_Records provided_
·····
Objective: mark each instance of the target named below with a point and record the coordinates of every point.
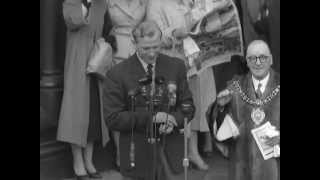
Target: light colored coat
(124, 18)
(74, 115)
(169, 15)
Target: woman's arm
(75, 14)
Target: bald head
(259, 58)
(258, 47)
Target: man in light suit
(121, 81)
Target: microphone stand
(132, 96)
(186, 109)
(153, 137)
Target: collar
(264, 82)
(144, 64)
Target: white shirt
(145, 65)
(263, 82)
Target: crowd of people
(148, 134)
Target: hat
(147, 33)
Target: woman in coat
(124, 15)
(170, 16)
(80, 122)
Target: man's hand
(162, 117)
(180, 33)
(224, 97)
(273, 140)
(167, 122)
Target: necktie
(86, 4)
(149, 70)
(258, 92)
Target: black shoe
·····
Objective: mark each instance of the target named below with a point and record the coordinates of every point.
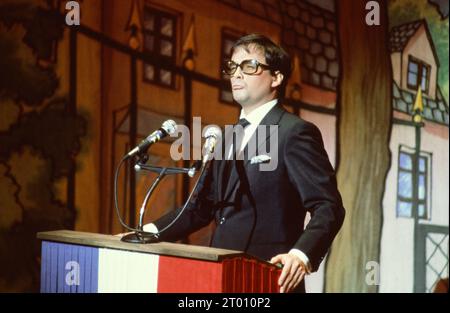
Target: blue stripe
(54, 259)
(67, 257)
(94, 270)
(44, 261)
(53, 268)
·····
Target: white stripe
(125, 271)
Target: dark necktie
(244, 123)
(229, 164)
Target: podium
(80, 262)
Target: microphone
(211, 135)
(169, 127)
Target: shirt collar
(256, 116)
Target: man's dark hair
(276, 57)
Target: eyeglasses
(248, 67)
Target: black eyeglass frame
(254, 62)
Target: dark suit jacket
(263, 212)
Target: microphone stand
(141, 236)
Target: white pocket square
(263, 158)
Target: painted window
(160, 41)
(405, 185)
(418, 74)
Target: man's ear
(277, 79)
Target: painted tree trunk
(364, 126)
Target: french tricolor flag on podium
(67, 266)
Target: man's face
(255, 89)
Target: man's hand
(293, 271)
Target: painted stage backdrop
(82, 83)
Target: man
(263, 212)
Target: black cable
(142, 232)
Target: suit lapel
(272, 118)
·····
_Problem statement_
Within the data above, the span starting at the line containing "Target: bald head" and ending at the line containing "Target: black shoe" is to be retyped exactly, with no other lines.

_Reply to the exercise_
Target: bald head
(259, 58)
(258, 47)
Target: man in light suit
(121, 81)
Target: microphone stand
(132, 96)
(186, 109)
(153, 137)
Target: collar
(264, 82)
(144, 64)
Target: white shirt
(145, 65)
(263, 82)
Target: crowd of people
(148, 134)
Target: hat
(147, 33)
Target: woman in coat
(124, 15)
(170, 16)
(80, 122)
Target: man's hand
(162, 117)
(180, 33)
(224, 97)
(273, 140)
(167, 122)
Target: necktie
(86, 4)
(149, 70)
(258, 92)
Target: black shoe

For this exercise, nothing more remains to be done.